» Okunacak Metin:
Bursa - Muradiye Külliyesi (Sultan 2. Murad Külliyesi)

Berktuğ

WT Moderatör
Mesajlar
616
Puanlar
1,323
MURADİYE TÜRBELER TOPLULUĞU

Osmanlı Devleti’nin 6. padişahı olan Sultan II. Murad'ın türbesinin yanı sıra Osmanlı hanedanından şehzadelerin, eşlerinin, çocuklarının, valide sultanların ve saraylıların mezarlarının bulunduğu toplam 13 türbe bulunmaktadır. Karşı Duran Süleyman'a ait olan türbe ise külliyenin avlu duvarının dışında, yolun karşısındadır. En eski türbe 1449 senesinde Fatih Sultan Mehmed'in annesi Hüma Hatun için yaptırdığı türbedir. En geç yaptırılan türbe ise Sultan II. Selim'in 1553'te vefat eden kardeşi Şehzade Mustafa için 1574 tarihinde yaptırdığı türbedir. Türbelerin farklı yıllarda yapılmış ve bu alan zamanla türbeler topluluğu haline gelmiştir. Türbelerin mimarisi ile süslemeleri ayrı özellikler taşır. Çini, ahşap ve kalem İşi süsleme sanatlarının en özgün ve sıra dışı örneklerini burada görmek mümkündür.

» Görevler:
**1.** Muradiye Külliyesi metnine göre alanda toplam kaç türbe bulunmaktadır?
**2.** Muradiye Külliyesi metninde "Osmanlı Devleti’nin 6." ifadesinden "burada görmek mümkündür." ifadesine kadar olan bölümü, "senesinde" yerine "yılında" koyarak yeniden yazınız.
Aşağıdaki öğeler başka bir kaynaktan derlenmiştir.

» Kayıtlı Veriler:
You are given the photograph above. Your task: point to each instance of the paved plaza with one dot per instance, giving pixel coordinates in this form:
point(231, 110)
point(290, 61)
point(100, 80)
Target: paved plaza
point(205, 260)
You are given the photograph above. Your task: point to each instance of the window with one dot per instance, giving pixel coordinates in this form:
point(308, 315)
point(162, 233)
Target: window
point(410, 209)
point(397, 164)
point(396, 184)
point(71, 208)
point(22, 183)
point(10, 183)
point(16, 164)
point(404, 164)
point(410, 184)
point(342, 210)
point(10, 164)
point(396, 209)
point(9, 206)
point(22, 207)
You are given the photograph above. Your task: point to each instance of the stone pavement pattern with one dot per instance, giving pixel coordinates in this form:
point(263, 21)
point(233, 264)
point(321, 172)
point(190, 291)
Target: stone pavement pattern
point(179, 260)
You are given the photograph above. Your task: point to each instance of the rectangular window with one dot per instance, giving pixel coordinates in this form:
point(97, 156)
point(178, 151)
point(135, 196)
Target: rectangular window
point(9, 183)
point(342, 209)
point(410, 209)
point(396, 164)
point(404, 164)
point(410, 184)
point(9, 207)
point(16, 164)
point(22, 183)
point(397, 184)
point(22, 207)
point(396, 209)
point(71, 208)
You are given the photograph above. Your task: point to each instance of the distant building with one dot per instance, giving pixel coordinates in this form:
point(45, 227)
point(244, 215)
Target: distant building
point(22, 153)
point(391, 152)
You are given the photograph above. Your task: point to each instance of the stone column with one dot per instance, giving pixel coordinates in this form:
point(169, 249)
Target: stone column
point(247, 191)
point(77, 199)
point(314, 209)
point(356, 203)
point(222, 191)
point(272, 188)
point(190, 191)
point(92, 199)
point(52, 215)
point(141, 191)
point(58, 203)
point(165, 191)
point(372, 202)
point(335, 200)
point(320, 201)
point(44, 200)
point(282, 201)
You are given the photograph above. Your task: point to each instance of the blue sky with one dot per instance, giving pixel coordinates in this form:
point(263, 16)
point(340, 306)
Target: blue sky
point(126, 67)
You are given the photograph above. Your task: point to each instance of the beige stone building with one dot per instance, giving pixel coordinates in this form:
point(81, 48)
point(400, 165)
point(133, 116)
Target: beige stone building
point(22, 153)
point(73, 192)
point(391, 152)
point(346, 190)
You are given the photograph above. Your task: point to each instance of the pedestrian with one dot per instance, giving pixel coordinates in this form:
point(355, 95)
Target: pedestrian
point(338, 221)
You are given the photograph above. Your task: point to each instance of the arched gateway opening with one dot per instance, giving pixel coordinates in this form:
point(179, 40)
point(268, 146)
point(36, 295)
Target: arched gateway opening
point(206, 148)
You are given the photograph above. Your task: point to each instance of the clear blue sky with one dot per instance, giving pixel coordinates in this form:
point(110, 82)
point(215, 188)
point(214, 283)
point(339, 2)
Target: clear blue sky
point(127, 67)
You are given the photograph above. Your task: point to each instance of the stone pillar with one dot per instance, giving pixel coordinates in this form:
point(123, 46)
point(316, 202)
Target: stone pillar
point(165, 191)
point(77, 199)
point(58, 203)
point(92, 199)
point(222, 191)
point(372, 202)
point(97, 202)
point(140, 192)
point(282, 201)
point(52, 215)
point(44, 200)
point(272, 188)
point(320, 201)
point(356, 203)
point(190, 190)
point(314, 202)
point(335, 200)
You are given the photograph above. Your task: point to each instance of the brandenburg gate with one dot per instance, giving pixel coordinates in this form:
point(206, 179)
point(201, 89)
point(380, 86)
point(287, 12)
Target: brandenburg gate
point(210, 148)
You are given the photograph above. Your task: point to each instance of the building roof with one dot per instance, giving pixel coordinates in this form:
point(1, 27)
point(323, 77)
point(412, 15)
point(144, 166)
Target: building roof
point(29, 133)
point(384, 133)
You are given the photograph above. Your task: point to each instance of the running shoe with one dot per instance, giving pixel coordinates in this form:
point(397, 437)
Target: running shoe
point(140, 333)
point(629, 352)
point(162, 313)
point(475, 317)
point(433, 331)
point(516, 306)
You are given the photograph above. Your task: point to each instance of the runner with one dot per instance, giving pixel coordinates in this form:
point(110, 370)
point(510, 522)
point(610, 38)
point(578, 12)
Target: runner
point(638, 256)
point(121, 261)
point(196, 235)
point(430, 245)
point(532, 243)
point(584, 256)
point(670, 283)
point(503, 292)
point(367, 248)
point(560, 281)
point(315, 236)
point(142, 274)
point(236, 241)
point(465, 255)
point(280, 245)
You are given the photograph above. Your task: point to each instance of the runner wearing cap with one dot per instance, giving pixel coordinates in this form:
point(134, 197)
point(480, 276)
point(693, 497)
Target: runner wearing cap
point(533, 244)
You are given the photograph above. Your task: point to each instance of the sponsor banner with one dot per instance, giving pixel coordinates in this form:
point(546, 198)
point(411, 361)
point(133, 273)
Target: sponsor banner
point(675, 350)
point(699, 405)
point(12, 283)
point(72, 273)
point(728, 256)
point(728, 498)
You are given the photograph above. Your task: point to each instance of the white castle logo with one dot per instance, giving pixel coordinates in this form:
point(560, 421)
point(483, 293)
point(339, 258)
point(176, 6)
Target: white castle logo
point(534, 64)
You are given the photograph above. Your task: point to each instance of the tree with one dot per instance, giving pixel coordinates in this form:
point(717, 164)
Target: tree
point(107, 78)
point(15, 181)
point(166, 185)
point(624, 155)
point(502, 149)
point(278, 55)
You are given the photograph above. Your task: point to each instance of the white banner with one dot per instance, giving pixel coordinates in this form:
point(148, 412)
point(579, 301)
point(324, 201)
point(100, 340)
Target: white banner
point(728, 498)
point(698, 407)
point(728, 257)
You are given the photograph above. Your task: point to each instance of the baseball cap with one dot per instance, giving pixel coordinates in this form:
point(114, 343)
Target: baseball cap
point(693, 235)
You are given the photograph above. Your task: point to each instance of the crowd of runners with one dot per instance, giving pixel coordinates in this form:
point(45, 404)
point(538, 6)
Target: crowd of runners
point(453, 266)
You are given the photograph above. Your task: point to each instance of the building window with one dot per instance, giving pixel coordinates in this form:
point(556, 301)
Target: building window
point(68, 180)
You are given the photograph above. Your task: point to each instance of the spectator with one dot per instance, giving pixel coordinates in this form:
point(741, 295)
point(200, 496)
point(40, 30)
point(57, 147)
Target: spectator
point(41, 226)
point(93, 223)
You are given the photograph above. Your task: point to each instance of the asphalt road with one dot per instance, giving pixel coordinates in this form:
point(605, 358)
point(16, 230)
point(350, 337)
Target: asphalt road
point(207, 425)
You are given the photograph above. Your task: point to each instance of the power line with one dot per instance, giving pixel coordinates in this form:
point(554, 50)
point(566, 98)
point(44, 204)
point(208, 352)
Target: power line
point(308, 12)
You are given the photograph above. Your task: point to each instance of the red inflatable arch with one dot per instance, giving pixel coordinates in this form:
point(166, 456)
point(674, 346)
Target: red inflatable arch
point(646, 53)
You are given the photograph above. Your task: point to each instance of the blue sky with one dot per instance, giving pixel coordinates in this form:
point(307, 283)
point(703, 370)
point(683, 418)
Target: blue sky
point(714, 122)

» Beklenen Sonuçlar:
**1.** Toplam 13 türbe bulunmaktadır.

**2.**
Osmanlı Devleti’nin 6. padişahı olan Sultan II. Murad'ın türbesinin yanı sıra Osmanlı hanedanından şehzadelerin, eşlerinin, çocuklarının, valide sultanların ve saraylıların mezarlarının bulunduğu toplam 13 türbe bulunmaktadır. Karşı Duran Süleyman'a ait olan türbe ise külliyenin avlu duvarının dışında, yolun karşısındadır. En eski türbe 1449 yılında Fatih Sultan Mehmed'in annesi Hüma Hatun için yaptırdığı türbedir. En geç yaptırılan türbe ise Sultan II. Selim'in 1553'te vefat eden kardeşi Şehzade Mustafa için 1574 tarihinde yaptırdığı türbedir. Türbelerin farklı yıllarda yapılmış ve bu alan zamanla türbeler topluluğu haline gelmiştir. Türbelerin mimarisi ile süslemeleri ayrı özellikler taşır. Çini, ahşap ve kalem İşi süsleme sanatlarının en özgün ve sıra dışı örneklerini burada görmek mümkündür.